> _Testo fornito_:
══════
Falso allarme, o quasi: la fine del libero ingresso e permanenza in Uk non sono (ancora) imminenti. Di certo la mannaia della “cut off date,” la data di scadenza per i cittadini europei già presenti su suolo britannico che intendono richiedere la residenza in Uk, contrariamente alle indiscrezioni del Daily Telegraph di domenica scorsa, non calerà il 15 marzo, data in cui Theresa May aveva ripetutamente annunciato l’applicazione del famigerato articolo 50 del Trattato di Lisbona, quello che sancisce l’inizio delle negoziazioni che dovrebbero completarsi con la fuoruscita della Gran Bretagna dall’Unione Europea.

Lo ha dichiarato un portavoce di Downing Street, dopo che l’annuncio del giornale della destra conservatrice aveva scatenato una bagarre e la replica piccata di un alto funzionario di Bruxelles, con il richiamo a Londra di onorare i propri doveri finché è formalmente parte dell’Unione.

Il termine non sarà dunque annunciato dal governo prima della conclusione dei negoziati sul destino reciproco dei 3.6 milioni cittadini europei residenti in Uk e del milione e duecentomila britannici che vivono e lavorano nei paesi dell’Ue.

Ma se la fine della libera circolazione di cittadini dell’Ue verso il Regno Unito non viene ancora dichiarata, è solo a fini tattici. Continua così il braccio di ferro fra Londra e Bruxelles che usano la sorte dei rispettivi cittadini come merce di scambio al fine di ottenere un accordo il più favorevole possibile.

Il contenzioso principale riguarda proprio la data d’inizio delle negoziazioni, che dovranno necessariamente concludersi entro i due anni successivi: se Bruxelles preferisce che cada il più tardi possibile – si era espressa per il 2019 – Londra vuole il contrario e May, per non vedersi schiacciata fra il becerume nazionalista dei tabloid, un’opinione pubblica sempre più insofferente di quello che percepisce sempre più come un cosmopolitismo liberal-metropolitano, e la destra geneticamente euroscettica del suo partito, aveva annunciato marzo come limite ultimo già mesi addietro.

Ciò non impedisce l’imbarbarimento dei toni, come dimostrano le dichiarazioni, rilasciate sempre al Telegraph, da una fonte governativa: «Ci è stato accennato che la Comissione Europa potrebbe cercare di obbligarci a proteggere chiunque arrivi fino al momento dell’uscita Potremmo ritrovarci con arrivi da mezza Romania e Bulgaria se aspettiamo così a lungo».
══════
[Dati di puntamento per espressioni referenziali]
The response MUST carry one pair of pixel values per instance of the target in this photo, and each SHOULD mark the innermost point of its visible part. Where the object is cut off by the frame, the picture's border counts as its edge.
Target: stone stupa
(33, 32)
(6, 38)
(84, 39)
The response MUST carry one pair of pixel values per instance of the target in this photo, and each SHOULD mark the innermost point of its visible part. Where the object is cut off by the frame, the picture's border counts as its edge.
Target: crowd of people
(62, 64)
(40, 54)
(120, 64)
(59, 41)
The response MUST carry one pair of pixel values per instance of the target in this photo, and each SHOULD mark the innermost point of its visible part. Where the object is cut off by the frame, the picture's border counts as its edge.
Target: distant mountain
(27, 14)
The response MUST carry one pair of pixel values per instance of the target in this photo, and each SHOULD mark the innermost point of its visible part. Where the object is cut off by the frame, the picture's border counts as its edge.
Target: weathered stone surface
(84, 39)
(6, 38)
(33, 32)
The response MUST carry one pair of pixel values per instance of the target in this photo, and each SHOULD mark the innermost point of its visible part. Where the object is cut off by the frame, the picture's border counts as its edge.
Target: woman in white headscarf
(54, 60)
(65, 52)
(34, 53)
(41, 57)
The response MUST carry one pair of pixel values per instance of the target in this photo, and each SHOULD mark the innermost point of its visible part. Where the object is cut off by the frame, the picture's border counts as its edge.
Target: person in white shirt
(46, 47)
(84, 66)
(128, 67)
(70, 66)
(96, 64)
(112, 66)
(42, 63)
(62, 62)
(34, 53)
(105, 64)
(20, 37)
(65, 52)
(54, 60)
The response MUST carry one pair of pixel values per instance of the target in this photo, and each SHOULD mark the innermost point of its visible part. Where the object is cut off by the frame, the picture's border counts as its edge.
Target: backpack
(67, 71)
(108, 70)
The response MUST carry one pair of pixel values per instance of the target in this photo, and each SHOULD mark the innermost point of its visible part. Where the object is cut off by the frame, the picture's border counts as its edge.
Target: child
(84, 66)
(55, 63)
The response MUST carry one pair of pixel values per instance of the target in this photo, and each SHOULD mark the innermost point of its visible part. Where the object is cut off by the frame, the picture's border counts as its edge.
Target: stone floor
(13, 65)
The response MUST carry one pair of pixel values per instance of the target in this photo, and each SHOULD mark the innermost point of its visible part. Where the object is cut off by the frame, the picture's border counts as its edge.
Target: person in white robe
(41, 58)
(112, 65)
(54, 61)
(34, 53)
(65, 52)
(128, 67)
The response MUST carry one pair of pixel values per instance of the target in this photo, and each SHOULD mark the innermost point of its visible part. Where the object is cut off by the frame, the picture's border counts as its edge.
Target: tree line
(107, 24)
══════
> _Esercizi proposti_:
A. Secondo l'articolo sulla Brexit, quanti cittadini europei risiedono nel Regno Unito?
B. Trascriva fedelmente il passo dell'articolo sulla Brexit che va da "Il termine non" a "più favorevole possibile.".
C. Prosegua la stesura dell'articolo sulla Brexit dopo l'ultima frase riportata.

> _Soluzioni per voce_:
A. I cittadini europei residenti nel Regno Unito sono 3.6 milioni.

B.
Il termine non sarà dunque annunciato dal governo prima della conclusione dei negoziati sul destino reciproco dei 3.6 milioni cittadini europei residenti in Uk e del milione e duecentomila britannici che vivono e lavorano nei paesi dell’Ue.

Ma se la fine della libera circolazione di cittadini dell’Ue verso il Regno Unito non viene ancora dichiarata, è solo a fini tattici. Continua così il braccio di ferro fra Londra e Bruxelles che usano la sorte dei rispettivi cittadini come merce di scambio al fine di ottenere un accordo il più favorevole possibile.

C.
Lo scenario, ancora probabile, di una “hard brexit” che veda il paese uscire fuori dal mercato unico e applicare draconiane misure di controllo degli influssi migratori dall’Europa, significa la fine della possibilità – automatica fino a prima che il paese si pronunciasse per l’abbandono di Bruxelles -, di entrare e lavorare, ma soprattutto di restare indefinitamente, come di usufruire del welfare nazionale.

Ciò avrebbe conseguenze devastanti per molti settori dell’economia di un Paese che si avvale massicciamente di lavoratori stranieri, qualificati e non: in particolare il comparto dell’edilizia, che dipende dal flusso di manodopera a basso costo che viene soprattutto da paesi dell’Est europeo, prima fra tutti la Polonia, seguita da Romania e Bulgaria, la cui interruzione acuirebbe una già grave crisi degli alloggi.

Per ovviare a questo inconveniente, il governo starebbe considerando l’introduzione di un sistema di visti e permessi di lavoro, che però precluda l’accesso ai sussidi. Si cerca così di mitigare l’impatto economico di un divorzio che, come ha ripetuto il cancelliere austriaco Kern, potrebbe aggirarsi sui 60 miliardi di Euro.

Intanto prosegue alla camera dei Lord il dibattito sul Brexit Bill, la leggina scritta di fretta dopo che la corte suprema aveva obbligato il governo a dibatterla in Parlamento: oggi i pari – camera anch’essa già orientata per il remain – voteranno sull’emendamento che vorrebbe confermati i diritti dei cittadini europei già residenti nel paese.

Un’alleanza bipartisan fra labour, libdem e alcuni ribelli conservatori, tra cui l’eurofilo Michael Heseltine potrebbe farlo passare.